Point labeling dataset excerpts
────────────────────
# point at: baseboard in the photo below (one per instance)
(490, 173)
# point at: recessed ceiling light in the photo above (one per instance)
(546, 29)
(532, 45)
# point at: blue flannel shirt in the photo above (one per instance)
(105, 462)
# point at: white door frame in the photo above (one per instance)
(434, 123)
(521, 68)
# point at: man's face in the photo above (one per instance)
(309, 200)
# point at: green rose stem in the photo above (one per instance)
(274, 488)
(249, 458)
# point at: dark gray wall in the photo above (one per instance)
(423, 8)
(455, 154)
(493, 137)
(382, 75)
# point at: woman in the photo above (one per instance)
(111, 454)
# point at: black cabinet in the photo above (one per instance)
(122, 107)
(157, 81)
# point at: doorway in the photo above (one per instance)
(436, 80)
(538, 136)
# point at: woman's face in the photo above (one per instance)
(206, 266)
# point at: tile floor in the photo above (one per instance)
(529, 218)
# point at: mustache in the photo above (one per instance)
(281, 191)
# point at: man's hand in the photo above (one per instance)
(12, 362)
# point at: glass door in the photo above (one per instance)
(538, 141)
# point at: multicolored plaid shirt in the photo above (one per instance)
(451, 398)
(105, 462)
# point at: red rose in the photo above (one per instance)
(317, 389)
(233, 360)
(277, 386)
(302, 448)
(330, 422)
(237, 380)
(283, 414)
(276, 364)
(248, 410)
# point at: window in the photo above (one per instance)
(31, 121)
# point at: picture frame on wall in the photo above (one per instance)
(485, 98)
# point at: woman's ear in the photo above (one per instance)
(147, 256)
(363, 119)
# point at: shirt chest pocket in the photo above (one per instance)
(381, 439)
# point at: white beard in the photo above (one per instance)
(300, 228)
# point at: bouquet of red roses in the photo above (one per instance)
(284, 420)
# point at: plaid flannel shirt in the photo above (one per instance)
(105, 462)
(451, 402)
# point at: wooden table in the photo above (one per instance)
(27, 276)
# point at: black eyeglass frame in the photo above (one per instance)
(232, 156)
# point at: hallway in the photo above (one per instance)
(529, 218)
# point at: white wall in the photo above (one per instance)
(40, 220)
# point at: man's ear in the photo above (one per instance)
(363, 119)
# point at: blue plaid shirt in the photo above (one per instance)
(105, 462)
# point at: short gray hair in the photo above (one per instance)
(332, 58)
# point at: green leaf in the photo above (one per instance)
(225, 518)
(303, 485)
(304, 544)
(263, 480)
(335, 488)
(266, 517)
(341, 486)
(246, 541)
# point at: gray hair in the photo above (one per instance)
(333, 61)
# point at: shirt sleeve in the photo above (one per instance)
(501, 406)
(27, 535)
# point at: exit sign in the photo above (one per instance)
────────────────────
- **Job**
Reproduce exactly, with nothing added, the lines from the one that contains "# point at: window" to the end of the data.

- **The reply**
# point at: window in the photo above (one per instance)
(31, 121)
# point at: picture frame on wall in the photo above (one per instance)
(485, 98)
# point at: woman's ear in the photo above (one per instance)
(147, 256)
(363, 119)
# point at: shirt chest pocket in the photo above (one per instance)
(381, 439)
# point at: white beard in the photo above (one per instance)
(300, 228)
# point at: bouquet of red roses in the photo above (one per instance)
(284, 420)
# point at: plaid flannel shirt in the photo above (one per instance)
(105, 462)
(451, 402)
# point at: wooden table in the photo above (one per instance)
(27, 276)
# point at: black eyeglass frame in the photo above (one per instance)
(232, 156)
# point at: hallway in the photo above (one per instance)
(529, 218)
# point at: white wall in the photo above (one per instance)
(40, 220)
# point at: man's ear in the photo above (one per instance)
(363, 119)
# point at: blue plaid shirt in the photo above (one per instance)
(105, 462)
# point at: short gray hair in the photo above (one per instance)
(332, 58)
# point at: green leaf in the photo above (one per instance)
(225, 518)
(303, 485)
(304, 544)
(263, 480)
(335, 488)
(266, 517)
(341, 486)
(246, 541)
# point at: gray hair in the photo above (one per instance)
(333, 61)
# point at: shirt sleeve in the photo above (one per instance)
(501, 406)
(27, 535)
# point at: exit sign in the photo above (one per instance)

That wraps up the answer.